Extract every line of the records below verbatim, keeping the original order and leaving nothing out.
++++++++++
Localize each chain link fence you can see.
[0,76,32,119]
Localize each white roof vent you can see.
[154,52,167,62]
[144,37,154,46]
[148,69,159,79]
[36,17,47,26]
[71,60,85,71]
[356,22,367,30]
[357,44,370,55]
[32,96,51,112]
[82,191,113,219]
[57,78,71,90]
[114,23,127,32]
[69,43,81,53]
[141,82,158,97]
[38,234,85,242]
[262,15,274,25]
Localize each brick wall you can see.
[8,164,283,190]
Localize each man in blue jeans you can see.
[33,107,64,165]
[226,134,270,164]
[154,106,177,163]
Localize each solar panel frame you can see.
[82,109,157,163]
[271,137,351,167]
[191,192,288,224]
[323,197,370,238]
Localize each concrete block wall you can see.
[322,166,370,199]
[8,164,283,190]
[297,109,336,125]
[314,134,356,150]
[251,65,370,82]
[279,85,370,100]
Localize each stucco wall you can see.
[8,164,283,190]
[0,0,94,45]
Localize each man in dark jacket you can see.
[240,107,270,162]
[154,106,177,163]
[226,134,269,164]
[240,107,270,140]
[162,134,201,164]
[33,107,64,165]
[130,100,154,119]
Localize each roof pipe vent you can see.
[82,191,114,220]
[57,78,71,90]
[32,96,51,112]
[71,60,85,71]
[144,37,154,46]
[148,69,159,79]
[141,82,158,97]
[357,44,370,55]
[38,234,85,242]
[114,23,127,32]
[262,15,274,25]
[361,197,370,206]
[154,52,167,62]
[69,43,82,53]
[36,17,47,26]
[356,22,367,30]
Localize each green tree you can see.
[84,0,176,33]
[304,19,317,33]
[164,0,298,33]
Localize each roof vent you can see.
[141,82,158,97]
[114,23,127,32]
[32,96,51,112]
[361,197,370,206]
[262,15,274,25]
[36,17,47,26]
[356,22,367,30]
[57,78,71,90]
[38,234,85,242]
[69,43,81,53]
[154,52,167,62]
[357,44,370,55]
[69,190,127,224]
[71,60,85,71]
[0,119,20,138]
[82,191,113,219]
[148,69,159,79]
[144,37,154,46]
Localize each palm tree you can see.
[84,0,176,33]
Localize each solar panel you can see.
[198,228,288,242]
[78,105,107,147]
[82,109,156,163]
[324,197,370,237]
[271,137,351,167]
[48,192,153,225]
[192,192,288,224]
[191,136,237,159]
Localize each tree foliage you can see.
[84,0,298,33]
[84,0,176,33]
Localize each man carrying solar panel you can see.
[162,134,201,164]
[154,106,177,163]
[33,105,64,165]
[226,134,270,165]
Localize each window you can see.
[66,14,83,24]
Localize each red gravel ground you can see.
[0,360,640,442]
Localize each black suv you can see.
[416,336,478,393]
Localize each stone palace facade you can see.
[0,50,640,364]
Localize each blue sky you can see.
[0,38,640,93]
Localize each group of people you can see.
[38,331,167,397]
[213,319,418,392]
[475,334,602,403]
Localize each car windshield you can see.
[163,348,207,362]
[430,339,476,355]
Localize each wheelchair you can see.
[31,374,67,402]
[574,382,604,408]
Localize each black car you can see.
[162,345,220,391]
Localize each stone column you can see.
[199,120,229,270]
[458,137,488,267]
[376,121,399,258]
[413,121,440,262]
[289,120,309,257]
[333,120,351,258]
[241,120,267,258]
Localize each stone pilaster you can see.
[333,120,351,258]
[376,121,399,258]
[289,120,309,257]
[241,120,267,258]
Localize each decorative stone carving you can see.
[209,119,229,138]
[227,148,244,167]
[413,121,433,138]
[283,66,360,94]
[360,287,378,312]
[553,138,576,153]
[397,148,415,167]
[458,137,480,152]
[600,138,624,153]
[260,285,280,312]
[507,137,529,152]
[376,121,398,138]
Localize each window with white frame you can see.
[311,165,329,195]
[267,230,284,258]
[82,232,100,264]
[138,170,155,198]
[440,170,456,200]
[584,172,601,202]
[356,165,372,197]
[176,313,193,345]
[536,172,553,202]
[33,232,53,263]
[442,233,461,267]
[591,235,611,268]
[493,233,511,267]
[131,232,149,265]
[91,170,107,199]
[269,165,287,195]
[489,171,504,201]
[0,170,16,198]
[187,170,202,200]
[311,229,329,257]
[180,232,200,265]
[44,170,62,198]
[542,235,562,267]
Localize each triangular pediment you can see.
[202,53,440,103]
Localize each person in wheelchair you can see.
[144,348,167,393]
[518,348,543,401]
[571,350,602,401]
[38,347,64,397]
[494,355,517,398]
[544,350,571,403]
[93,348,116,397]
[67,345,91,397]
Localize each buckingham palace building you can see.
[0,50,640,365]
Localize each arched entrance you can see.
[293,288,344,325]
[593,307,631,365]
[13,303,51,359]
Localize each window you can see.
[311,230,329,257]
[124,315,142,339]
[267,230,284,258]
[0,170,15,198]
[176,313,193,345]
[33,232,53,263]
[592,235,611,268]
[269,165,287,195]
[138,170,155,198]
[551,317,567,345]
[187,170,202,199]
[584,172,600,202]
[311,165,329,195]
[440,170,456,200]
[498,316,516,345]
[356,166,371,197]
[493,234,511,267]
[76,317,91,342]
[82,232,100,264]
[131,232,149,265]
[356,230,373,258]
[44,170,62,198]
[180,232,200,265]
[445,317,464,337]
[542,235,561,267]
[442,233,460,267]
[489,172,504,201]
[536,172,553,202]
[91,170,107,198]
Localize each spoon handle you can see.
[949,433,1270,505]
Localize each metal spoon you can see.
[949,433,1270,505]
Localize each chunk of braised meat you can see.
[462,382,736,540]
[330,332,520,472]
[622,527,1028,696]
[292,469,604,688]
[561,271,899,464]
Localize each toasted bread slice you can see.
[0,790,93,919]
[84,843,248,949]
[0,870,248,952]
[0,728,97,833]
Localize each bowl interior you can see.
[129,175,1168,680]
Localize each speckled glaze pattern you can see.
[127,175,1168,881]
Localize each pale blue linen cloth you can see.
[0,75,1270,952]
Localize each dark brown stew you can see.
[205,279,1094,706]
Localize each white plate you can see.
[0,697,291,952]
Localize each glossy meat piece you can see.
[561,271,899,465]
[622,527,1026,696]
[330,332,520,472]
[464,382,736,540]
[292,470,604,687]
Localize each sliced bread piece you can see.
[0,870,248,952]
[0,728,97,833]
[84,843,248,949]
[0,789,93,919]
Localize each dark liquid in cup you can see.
++++++++++
FINISHED EXERCISE:
Localize each chain link fence you can see.
[0,76,32,119]
Localize each white roof vent you can see.
[154,52,167,62]
[144,37,154,46]
[148,69,159,79]
[36,17,47,26]
[71,60,85,71]
[356,22,367,30]
[357,44,370,55]
[32,96,51,112]
[82,191,113,219]
[57,78,71,90]
[114,23,127,32]
[69,43,81,53]
[141,82,158,97]
[38,234,85,242]
[262,15,274,25]
Localize each brick wall you can see.
[8,164,283,190]
Localize each man in blue jeans you can see.
[33,107,64,165]
[226,134,270,164]
[154,106,177,163]
Localize each solar panel frame you can see.
[82,109,157,163]
[271,137,351,167]
[191,192,288,224]
[323,197,370,238]
Localize each concrete block wall you can see.
[322,166,370,199]
[8,164,283,190]
[297,109,336,125]
[314,134,356,150]
[251,65,370,82]
[279,85,370,100]
Localize each stucco wall you can see.
[8,164,283,190]
[0,0,94,45]
Localize each man in dark jacket you can see.
[240,107,270,162]
[154,106,177,163]
[226,134,269,164]
[240,107,270,140]
[162,134,201,164]
[33,107,64,165]
[130,100,154,119]
Localize each roof pipe vent you can see.
[82,191,114,220]
[57,78,71,90]
[32,96,51,112]
[71,60,85,71]
[144,37,154,46]
[148,69,159,79]
[141,82,158,97]
[357,44,370,55]
[38,234,85,242]
[114,23,127,32]
[262,15,274,25]
[361,197,370,206]
[154,52,167,62]
[69,43,82,53]
[36,17,47,26]
[356,22,367,30]
Localize each green tree you can see.
[84,0,176,33]
[304,19,317,33]
[164,0,298,33]
Localize each roof vent you can see.
[141,82,158,97]
[114,23,127,32]
[32,96,51,112]
[361,197,370,206]
[262,15,274,25]
[36,17,47,26]
[356,22,367,30]
[57,78,71,90]
[38,234,85,242]
[69,43,81,53]
[154,52,167,62]
[357,44,370,55]
[69,190,127,224]
[71,60,85,71]
[0,119,20,138]
[82,191,113,219]
[148,69,159,79]
[144,37,154,46]
Localize each palm tree you can see.
[84,0,176,33]
Localize each solar panel you can see.
[198,228,288,242]
[78,105,107,147]
[82,109,156,163]
[324,197,370,237]
[271,137,351,167]
[48,192,153,225]
[192,192,288,224]
[191,136,237,159]
Localize each tree foliage you can see.
[84,0,298,33]
[84,0,176,33]
Localize each man carrying solar panel you can see.
[162,134,201,164]
[154,106,177,163]
[33,105,64,165]
[226,134,270,165]
Localize each window you can see.
[66,14,83,24]
Localize each red gravel ground you can see.
[0,360,640,442]
Localize each black suv you can see.
[416,336,478,393]
Localize each stone palace facade you can see.
[0,50,640,364]
Localize each blue sky you can see.
[0,38,640,93]
Localize each group of people you can see.
[38,331,167,397]
[213,319,418,392]
[475,334,602,403]
Localize each car windshield you can see.
[163,348,207,362]
[430,339,476,355]
Localize each wheelchair you can see.
[31,374,67,402]
[574,382,604,408]
Localize each black car you can see.
[162,345,220,391]
Localize each stone column you can see.
[199,120,229,270]
[458,137,488,267]
[376,121,399,258]
[413,121,440,262]
[289,120,309,257]
[333,120,351,258]
[241,120,267,258]
Localize each stone pilaster you can see.
[333,120,351,258]
[376,121,399,258]
[289,120,309,257]
[241,120,267,258]
Localize each decorative stone carving you can see.
[209,119,229,138]
[227,148,244,167]
[413,121,433,138]
[283,66,360,94]
[360,287,378,312]
[553,138,576,153]
[397,148,415,167]
[458,137,480,152]
[600,138,624,153]
[260,285,280,312]
[507,137,529,152]
[376,121,398,138]
Localize each window with white frame you can see.
[311,165,329,195]
[267,230,284,258]
[82,232,100,264]
[138,170,155,198]
[440,170,456,200]
[584,172,601,202]
[356,165,372,197]
[176,313,193,345]
[536,172,553,202]
[33,232,53,263]
[442,233,461,267]
[591,235,611,268]
[493,233,511,267]
[131,232,149,265]
[91,170,107,199]
[269,165,287,195]
[489,171,504,201]
[0,170,16,198]
[187,170,202,200]
[311,229,329,257]
[180,232,200,265]
[44,170,62,198]
[542,235,562,267]
Localize each triangular pediment you can see.
[202,53,440,103]
Localize each person in wheelchair you can see.
[144,348,167,393]
[518,348,543,401]
[571,350,602,401]
[38,347,64,397]
[494,355,517,398]
[544,350,571,403]
[93,348,116,397]
[67,345,91,397]
Localize each buckingham palace building you can see.
[0,50,640,365]
Localize each arched entrance you can see.
[293,288,344,325]
[593,307,631,365]
[13,303,51,359]
Localize each window you can see.
[311,230,329,257]
[124,315,142,339]
[267,230,284,258]
[0,170,15,198]
[176,313,193,345]
[33,232,53,263]
[592,235,611,268]
[269,165,287,195]
[138,170,155,198]
[551,317,567,345]
[187,170,202,199]
[584,172,600,202]
[311,165,329,195]
[440,170,456,200]
[498,316,516,345]
[356,166,371,197]
[493,234,511,267]
[76,317,91,342]
[82,232,100,264]
[131,232,149,265]
[356,230,373,258]
[44,170,62,198]
[180,232,200,265]
[445,317,464,337]
[542,235,561,267]
[442,233,460,267]
[489,172,504,201]
[536,172,553,202]
[91,170,107,198]
Localize each spoon handle you can see.
[949,433,1270,505]
Localize each metal spoon you can see.
[949,433,1270,505]
Localize each chunk of braised meat you can see.
[462,382,736,540]
[330,332,520,472]
[622,527,1028,696]
[292,469,604,688]
[561,271,899,464]
Localize each toasted bread slice you can see.
[0,790,93,919]
[84,843,248,949]
[0,870,248,952]
[0,728,97,833]
Localize each bowl interior you can see.
[129,175,1168,680]
Localize each speckled glaze pattern you can see.
[127,175,1168,881]
Localize each pale blue linen cloth you can see.
[0,75,1270,952]
Localize each dark brown stew you can see.
[205,279,1094,706]
Localize each white plate you can see.
[0,697,291,952]
Localize each glossy meat piece you can see.
[561,271,899,465]
[622,527,1026,696]
[330,332,520,472]
[464,382,736,540]
[292,470,604,687]
Localize each sliced bread piece you can see.
[0,870,248,952]
[0,728,97,833]
[84,843,248,949]
[0,789,93,919]
Localize each dark liquid in cup you can see.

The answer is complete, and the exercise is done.